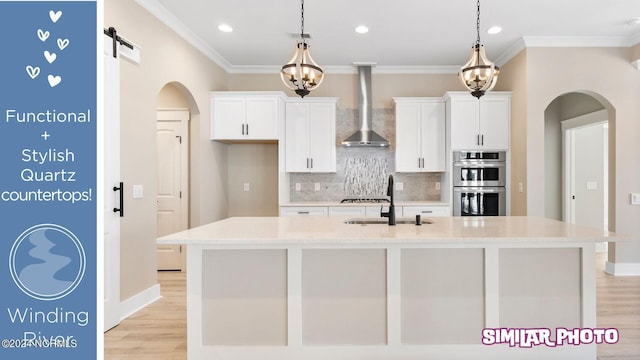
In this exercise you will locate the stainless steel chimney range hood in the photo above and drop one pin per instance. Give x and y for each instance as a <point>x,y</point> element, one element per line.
<point>365,136</point>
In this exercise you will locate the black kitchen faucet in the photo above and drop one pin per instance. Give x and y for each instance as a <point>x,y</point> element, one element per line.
<point>391,214</point>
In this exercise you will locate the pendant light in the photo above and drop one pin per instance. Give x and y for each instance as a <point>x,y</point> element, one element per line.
<point>478,75</point>
<point>301,73</point>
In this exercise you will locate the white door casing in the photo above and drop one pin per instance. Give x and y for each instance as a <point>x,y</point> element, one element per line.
<point>172,194</point>
<point>111,173</point>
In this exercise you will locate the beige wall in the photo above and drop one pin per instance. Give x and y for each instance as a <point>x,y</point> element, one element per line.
<point>170,97</point>
<point>635,53</point>
<point>166,58</point>
<point>555,71</point>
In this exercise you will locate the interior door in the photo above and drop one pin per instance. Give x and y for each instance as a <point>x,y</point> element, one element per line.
<point>111,172</point>
<point>172,183</point>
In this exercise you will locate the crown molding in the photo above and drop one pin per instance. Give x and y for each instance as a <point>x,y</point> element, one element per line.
<point>165,16</point>
<point>170,20</point>
<point>576,41</point>
<point>511,52</point>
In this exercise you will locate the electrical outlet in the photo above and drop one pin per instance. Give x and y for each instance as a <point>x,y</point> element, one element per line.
<point>137,191</point>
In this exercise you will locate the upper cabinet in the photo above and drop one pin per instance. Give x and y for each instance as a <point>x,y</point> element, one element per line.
<point>420,134</point>
<point>479,124</point>
<point>310,135</point>
<point>246,115</point>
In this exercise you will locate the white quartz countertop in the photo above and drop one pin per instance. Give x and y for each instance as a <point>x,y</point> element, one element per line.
<point>338,203</point>
<point>320,230</point>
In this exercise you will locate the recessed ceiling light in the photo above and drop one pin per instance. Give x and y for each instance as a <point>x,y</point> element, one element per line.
<point>494,30</point>
<point>361,29</point>
<point>633,22</point>
<point>225,28</point>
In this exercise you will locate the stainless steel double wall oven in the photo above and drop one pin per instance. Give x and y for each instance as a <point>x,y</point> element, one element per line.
<point>479,180</point>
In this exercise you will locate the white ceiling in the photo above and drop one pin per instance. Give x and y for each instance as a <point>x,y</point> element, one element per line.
<point>404,35</point>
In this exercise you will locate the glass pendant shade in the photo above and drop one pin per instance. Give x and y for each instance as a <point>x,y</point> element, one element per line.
<point>301,73</point>
<point>479,75</point>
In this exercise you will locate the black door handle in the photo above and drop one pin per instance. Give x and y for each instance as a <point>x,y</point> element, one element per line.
<point>121,208</point>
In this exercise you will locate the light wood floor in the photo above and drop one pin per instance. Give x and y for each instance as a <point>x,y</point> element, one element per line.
<point>159,331</point>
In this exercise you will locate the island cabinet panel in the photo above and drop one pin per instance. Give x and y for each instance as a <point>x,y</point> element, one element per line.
<point>344,297</point>
<point>538,288</point>
<point>442,296</point>
<point>244,297</point>
<point>315,288</point>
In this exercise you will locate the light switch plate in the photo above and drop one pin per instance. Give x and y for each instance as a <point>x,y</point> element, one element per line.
<point>138,191</point>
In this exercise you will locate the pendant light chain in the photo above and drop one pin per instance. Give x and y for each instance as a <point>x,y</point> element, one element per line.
<point>301,73</point>
<point>302,19</point>
<point>478,23</point>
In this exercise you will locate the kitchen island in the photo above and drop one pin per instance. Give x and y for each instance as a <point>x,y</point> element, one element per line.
<point>314,287</point>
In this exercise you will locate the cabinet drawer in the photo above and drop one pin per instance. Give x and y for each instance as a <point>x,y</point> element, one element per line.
<point>433,211</point>
<point>347,211</point>
<point>304,210</point>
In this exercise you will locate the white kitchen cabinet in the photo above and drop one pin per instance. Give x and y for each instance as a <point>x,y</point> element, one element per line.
<point>420,134</point>
<point>479,124</point>
<point>310,135</point>
<point>356,211</point>
<point>426,211</point>
<point>303,210</point>
<point>246,115</point>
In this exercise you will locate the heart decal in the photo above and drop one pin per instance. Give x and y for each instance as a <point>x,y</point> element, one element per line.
<point>43,35</point>
<point>55,15</point>
<point>54,80</point>
<point>63,43</point>
<point>51,57</point>
<point>33,72</point>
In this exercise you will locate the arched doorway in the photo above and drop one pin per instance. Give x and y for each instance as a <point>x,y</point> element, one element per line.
<point>577,159</point>
<point>174,109</point>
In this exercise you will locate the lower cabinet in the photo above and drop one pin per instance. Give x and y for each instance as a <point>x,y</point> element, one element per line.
<point>426,211</point>
<point>303,210</point>
<point>367,211</point>
<point>357,211</point>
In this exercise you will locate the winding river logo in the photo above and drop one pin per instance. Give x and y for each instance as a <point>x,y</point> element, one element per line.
<point>47,262</point>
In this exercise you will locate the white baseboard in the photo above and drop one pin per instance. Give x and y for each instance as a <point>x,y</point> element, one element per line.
<point>602,247</point>
<point>139,301</point>
<point>622,269</point>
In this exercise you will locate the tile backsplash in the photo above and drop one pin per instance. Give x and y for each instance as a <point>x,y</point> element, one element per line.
<point>363,172</point>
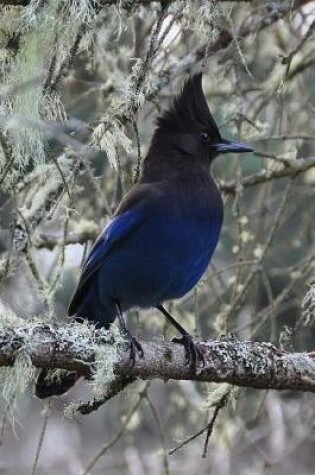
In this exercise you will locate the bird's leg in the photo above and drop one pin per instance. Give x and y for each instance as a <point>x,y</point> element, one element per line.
<point>133,344</point>
<point>193,353</point>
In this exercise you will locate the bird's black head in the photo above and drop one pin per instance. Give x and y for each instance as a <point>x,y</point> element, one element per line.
<point>190,127</point>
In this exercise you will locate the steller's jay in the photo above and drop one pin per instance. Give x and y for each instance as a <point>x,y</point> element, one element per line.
<point>163,234</point>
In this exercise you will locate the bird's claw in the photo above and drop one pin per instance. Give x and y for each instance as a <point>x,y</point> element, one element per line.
<point>133,346</point>
<point>193,354</point>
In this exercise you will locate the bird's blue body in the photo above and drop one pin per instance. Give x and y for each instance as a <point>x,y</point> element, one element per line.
<point>163,234</point>
<point>155,251</point>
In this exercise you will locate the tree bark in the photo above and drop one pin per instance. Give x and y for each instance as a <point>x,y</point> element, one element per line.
<point>241,363</point>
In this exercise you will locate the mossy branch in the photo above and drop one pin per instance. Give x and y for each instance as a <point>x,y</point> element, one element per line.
<point>241,363</point>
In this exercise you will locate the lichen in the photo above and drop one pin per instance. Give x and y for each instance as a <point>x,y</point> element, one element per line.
<point>106,356</point>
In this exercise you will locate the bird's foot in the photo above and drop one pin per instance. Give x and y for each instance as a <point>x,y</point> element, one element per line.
<point>133,346</point>
<point>193,354</point>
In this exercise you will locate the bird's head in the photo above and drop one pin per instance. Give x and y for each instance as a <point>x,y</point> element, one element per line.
<point>190,127</point>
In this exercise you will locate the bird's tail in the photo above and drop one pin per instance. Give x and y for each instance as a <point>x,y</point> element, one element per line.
<point>54,382</point>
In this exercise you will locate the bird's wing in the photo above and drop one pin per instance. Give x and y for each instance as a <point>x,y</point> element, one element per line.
<point>130,214</point>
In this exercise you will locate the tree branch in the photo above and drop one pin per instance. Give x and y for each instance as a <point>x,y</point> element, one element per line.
<point>241,363</point>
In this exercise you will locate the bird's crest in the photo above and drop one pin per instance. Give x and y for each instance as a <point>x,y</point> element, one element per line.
<point>189,112</point>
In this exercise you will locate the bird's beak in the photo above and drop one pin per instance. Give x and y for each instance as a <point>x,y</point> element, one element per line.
<point>227,146</point>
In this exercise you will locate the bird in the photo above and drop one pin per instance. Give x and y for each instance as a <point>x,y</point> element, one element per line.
<point>163,234</point>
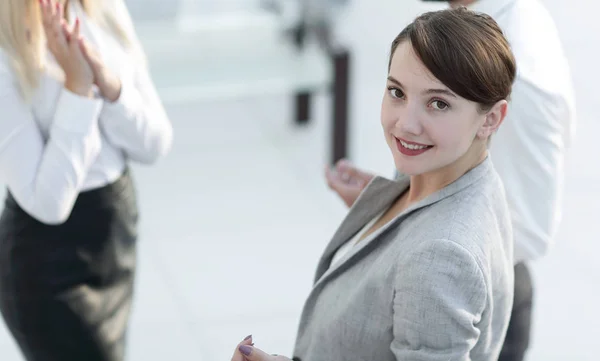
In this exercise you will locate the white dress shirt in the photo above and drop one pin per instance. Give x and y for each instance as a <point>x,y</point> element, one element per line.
<point>529,149</point>
<point>60,143</point>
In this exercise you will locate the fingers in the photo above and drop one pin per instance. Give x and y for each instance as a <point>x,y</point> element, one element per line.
<point>52,19</point>
<point>252,353</point>
<point>237,354</point>
<point>349,173</point>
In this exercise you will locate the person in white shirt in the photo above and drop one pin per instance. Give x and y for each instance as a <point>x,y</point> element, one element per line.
<point>528,151</point>
<point>77,106</point>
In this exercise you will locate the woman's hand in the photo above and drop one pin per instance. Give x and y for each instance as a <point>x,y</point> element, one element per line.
<point>66,49</point>
<point>347,181</point>
<point>108,83</point>
<point>245,351</point>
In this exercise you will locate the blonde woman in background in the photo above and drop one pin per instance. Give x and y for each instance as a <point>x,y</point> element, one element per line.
<point>77,105</point>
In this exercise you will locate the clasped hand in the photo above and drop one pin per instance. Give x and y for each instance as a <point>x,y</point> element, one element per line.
<point>81,63</point>
<point>246,351</point>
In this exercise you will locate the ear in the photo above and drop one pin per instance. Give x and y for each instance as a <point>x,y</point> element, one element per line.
<point>493,118</point>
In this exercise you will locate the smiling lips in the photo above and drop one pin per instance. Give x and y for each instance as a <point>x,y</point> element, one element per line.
<point>411,148</point>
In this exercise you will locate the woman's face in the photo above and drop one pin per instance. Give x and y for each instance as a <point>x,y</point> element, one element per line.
<point>426,125</point>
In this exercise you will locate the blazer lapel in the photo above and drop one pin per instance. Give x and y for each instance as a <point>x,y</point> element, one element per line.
<point>377,196</point>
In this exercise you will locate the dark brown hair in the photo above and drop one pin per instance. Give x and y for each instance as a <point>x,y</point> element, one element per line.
<point>466,51</point>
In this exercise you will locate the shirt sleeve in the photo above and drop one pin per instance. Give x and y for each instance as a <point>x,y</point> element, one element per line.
<point>137,122</point>
<point>537,130</point>
<point>440,296</point>
<point>45,175</point>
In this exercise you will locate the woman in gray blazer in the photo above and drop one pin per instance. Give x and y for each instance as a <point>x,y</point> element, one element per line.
<point>421,268</point>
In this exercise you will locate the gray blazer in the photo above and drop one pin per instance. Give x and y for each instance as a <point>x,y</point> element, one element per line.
<point>435,284</point>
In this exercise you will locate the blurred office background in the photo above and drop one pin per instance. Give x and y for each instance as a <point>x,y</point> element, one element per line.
<point>235,218</point>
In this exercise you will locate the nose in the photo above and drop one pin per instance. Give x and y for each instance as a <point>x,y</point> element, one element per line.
<point>409,120</point>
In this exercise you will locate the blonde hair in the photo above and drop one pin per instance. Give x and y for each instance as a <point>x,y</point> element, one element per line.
<point>22,35</point>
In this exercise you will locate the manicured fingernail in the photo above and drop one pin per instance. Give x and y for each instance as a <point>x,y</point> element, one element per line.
<point>246,350</point>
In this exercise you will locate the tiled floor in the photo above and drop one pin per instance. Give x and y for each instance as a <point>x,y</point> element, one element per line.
<point>234,219</point>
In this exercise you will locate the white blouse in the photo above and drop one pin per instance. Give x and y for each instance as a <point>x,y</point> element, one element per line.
<point>349,245</point>
<point>61,144</point>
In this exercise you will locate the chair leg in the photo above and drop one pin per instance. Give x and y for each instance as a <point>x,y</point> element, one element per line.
<point>341,87</point>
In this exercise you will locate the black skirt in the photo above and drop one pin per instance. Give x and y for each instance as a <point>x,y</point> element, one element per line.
<point>66,290</point>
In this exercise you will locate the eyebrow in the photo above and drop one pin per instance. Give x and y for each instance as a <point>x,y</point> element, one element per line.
<point>428,91</point>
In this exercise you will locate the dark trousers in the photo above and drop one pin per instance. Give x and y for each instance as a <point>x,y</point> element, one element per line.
<point>519,329</point>
<point>66,290</point>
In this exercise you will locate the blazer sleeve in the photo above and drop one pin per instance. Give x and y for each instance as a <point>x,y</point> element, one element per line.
<point>137,122</point>
<point>440,295</point>
<point>45,176</point>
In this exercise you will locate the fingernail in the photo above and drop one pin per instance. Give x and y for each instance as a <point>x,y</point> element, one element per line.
<point>246,350</point>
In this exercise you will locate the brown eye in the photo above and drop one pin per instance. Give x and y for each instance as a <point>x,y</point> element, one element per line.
<point>396,93</point>
<point>439,105</point>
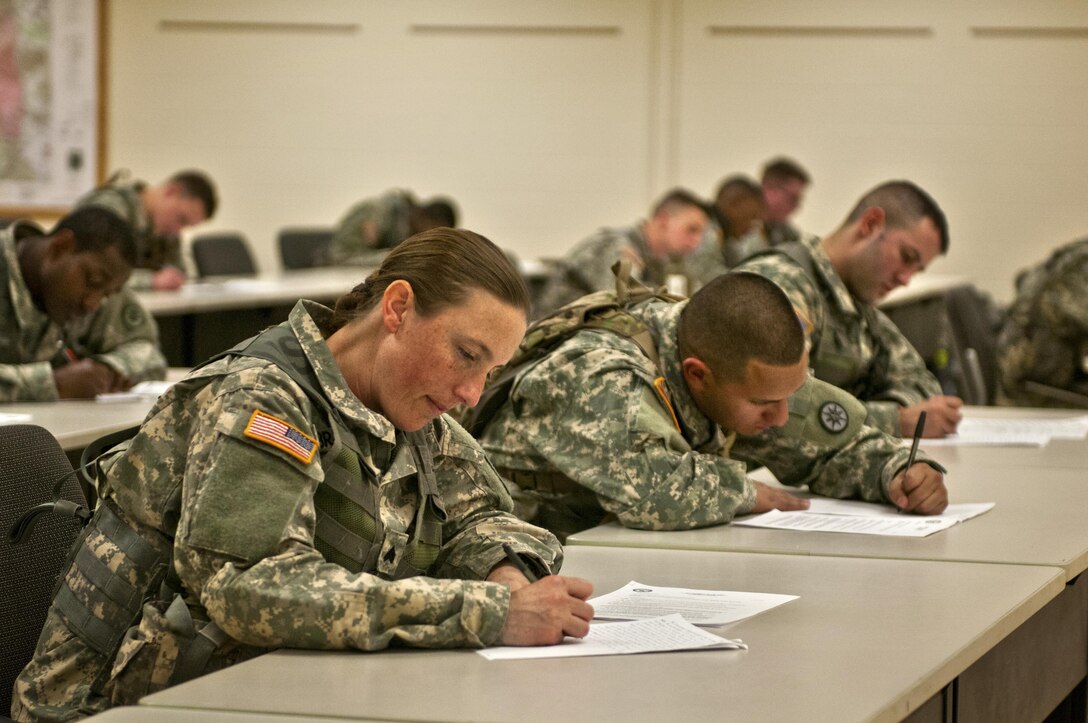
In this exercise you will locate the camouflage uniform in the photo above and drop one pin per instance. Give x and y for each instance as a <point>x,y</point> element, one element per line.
<point>122,195</point>
<point>588,266</point>
<point>386,222</point>
<point>1045,337</point>
<point>121,334</point>
<point>595,427</point>
<point>854,346</point>
<point>255,523</point>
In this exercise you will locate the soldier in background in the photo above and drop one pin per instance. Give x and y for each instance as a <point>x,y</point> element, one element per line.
<point>306,490</point>
<point>893,232</point>
<point>657,433</point>
<point>1045,336</point>
<point>373,226</point>
<point>68,326</point>
<point>157,214</point>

**To do**
All lines above between the line that contains "In this exercise you will locate the fingernail" and the last line of the entries, both included, must be transcribed exactly. No pictures are to appear.

**Task result**
In this exercise you will locate the fingernail in the photo above and drop one pin per instance. Give x and y for each instance as a <point>x,y</point> element, one element per line.
<point>246,350</point>
In this exercise you will locate the brown eye in the photo above and drop one pin per instance. Give x and y for each instance as a <point>x,y</point> element, one element per line.
<point>396,93</point>
<point>439,105</point>
In this exercise you will locate the camouflage uniform in the photo above and drop one pin per instance. Give x and y for each instance as a <point>x,y</point> element, one element per line.
<point>122,195</point>
<point>588,266</point>
<point>386,222</point>
<point>1045,337</point>
<point>121,334</point>
<point>595,427</point>
<point>854,346</point>
<point>255,523</point>
In this exercise you will locate the soldier in background in the photo above and drop one pin per instance. Give x and y for each instance as a <point>x,y</point> element, one element per line.
<point>306,490</point>
<point>893,232</point>
<point>657,433</point>
<point>1045,336</point>
<point>373,226</point>
<point>68,326</point>
<point>157,214</point>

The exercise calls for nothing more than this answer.